# Trecho do documento
######

A década mágica do café

Por: Fonte site ANBA


O café brasileiro não é mais o mesmo. Depois de décadas envergonhadas, nas quais perdeu o status que tinha na virada do século 19 para o 20, o produto renasceu nos últimos dez anos. Com mais qualidade, mais oferta, e mais gente bebendo café, o ‘ouro verde’ tende a estar cada vez mais presente na mesa e na economia dos brasileiros. Nesta série especial da ANBA você vai entender como e porque o café voltou a brilhar.






Daniel Lopez/Agência Meios

Cláudia Abreu, Débora Rubin e Geovana Pagel


São Paulo – O café sempre foi sinônimo de produto tipicamente brasileiro. Pudera, já em 1860 o Brasil se tornou o maior produtor mundial do produto – que chegou a representar cerca de 70% das exportações nacionais nos tempos áureos. No entanto, a partir dos anos 70, a presença do café brasileiro no mercado mundial caiu significativamente com a entrada de outros países produtores. Paralelamente, no mercado interno, a fama era péssima. Tomar café nacional era uma surpresa, pois não se sabia ao certo em que condições ele era produzido. Dizia-se que o grão do bom era reservado apenas para as vendas externas.


No entanto, do final dos anos 90 para cá, esse cenário mudou radicalmente. O café brasileiro voltou a ocupar 30% das vendas mundiais – contra os 20% do começo dos anos 90 – e o brasileiro redescobriu o prazer de beber café. Segundo Nathan Herszkowicz, diretor-executivo da Associação Brasileira da Indústria de Café (ABIC), que chama esse período de “a década mágica”, dá para explicar esse renascimento a partir de três grandes fatores: a qualidade do grão, o aumento da oferta e a boa nova de que o café faz sim bem à saúde.


A busca pela qualidade talvez seja a principal razão. Depois de perder muito dinheiro na safra de 92/93, quando os preços caíram bruscamente, os produtores perceberam que era hora de investir pesado em tecnologia e profissionalização para melhorar o grão. “Essa reação já pôde ser sentida em 1995 e 1996 pela indústria, que naturalmente passou a fazer um café torrado e moído de mais qualidade. Em 2000, esse produto melhorado já chegava às prateleiras dos supermercados para o consumidor final”, conta Nathan.


Para Maurício Miarelli, presidente do Conselho Nacional do Café (CNC), a forma de se plantar café vem mudando já há duas décadas. Na última, no entanto, houve uma verdadeira revolução em termos de insumos e recursos para o plantio. “Hoje, temos um universo amplo de possibilidades tecnológicas para os mais diversos tamanhos de lavoura e preços para todos os bolsos. A mecanização teve papel muito importante no crescimento da produtividade”, diz o presidente do CNC, que representa os cafeicultores. “Temos a melhor estrutura de produção dos 280 anos de história do café no Brasil”, sintetiza Guilherme Braga Abreu Pires Filho, diretor geral do Conselho dos Exportadores de Café do Brasil (Cecafé).

######

# Registros listados
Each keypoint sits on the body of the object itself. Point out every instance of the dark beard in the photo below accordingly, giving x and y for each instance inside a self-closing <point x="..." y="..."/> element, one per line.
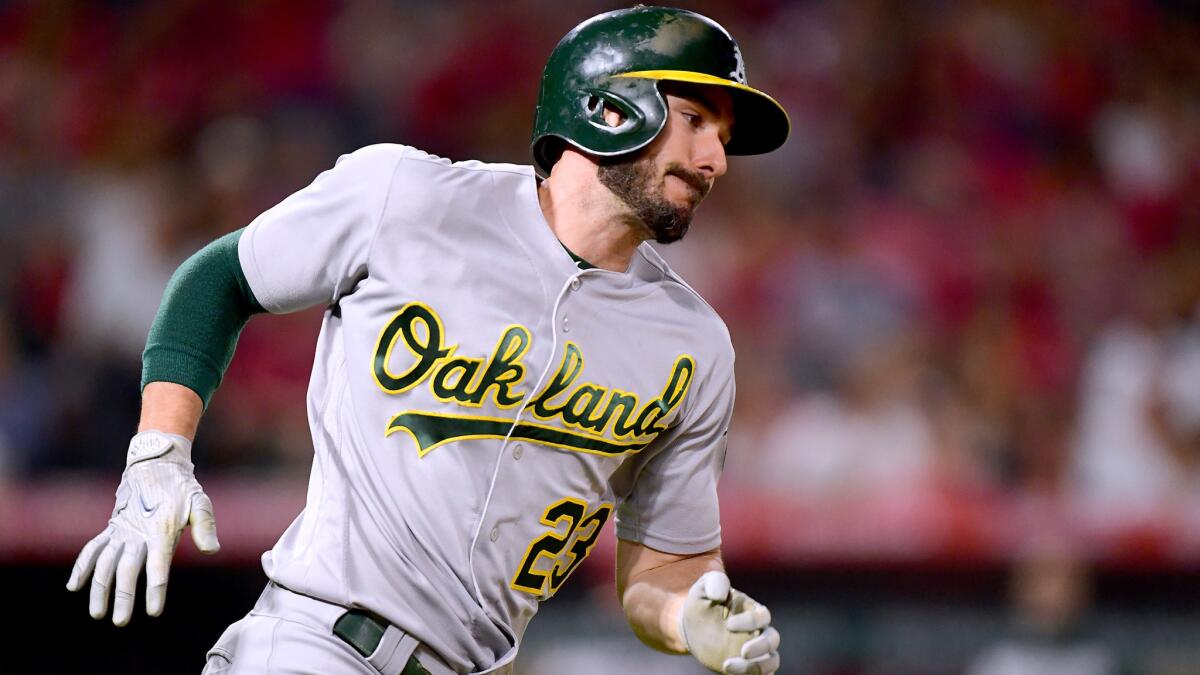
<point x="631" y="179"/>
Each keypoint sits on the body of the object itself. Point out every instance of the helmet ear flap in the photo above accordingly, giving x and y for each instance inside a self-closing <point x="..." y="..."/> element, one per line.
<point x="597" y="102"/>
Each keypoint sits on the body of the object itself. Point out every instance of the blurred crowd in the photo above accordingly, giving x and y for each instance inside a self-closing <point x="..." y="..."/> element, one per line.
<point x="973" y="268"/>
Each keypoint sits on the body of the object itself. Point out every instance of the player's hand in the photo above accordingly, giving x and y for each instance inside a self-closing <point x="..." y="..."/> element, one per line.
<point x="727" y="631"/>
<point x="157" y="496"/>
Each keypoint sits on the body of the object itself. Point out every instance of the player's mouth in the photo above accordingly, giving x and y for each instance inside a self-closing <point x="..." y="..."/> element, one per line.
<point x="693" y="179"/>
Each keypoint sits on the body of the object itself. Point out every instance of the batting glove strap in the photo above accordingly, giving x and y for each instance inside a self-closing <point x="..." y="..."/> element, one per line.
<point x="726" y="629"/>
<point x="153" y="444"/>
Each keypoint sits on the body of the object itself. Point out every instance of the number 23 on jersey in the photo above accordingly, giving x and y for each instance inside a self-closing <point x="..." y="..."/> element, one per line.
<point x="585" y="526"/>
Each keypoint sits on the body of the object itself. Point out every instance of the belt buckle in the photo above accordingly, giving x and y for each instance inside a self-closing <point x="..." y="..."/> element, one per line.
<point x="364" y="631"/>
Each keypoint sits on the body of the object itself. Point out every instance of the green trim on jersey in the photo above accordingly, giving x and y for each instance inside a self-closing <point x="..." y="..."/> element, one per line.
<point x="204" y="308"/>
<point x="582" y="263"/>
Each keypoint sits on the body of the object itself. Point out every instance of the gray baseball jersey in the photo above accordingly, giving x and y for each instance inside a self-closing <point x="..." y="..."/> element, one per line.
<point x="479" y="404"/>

######

# Desafios
a: Devolva, sem nenhuma alteração, a parte do texto sobre o café brasileiro que se inicia com as palavras contendo "Cláudia Abreu, Débora" e termina em "as vendas externas.".
b: Segundo o texto sobre o café brasileiro, em que ano o Brasil se tornou o maior produtor mundial de café?

# Respostas esperadas
a:
Cláudia Abreu, Débora Rubin e Geovana Pagel


São Paulo – O café sempre foi sinônimo de produto tipicamente brasileiro. Pudera, já em 1860 o Brasil se tornou o maior produtor mundial do produto – que chegou a representar cerca de 70% das exportações nacionais nos tempos áureos. No entanto, a partir dos anos 70, a presença do café brasileiro no mercado mundial caiu significativamente com a entrada de outros países produtores. Paralelamente, no mercado interno, a fama era péssima. Tomar café nacional era uma surpresa, pois não se sabia ao certo em que condições ele era produzido. Dizia-se que o grão do bom era reservado apenas para as vendas externas.

b: Em 1860.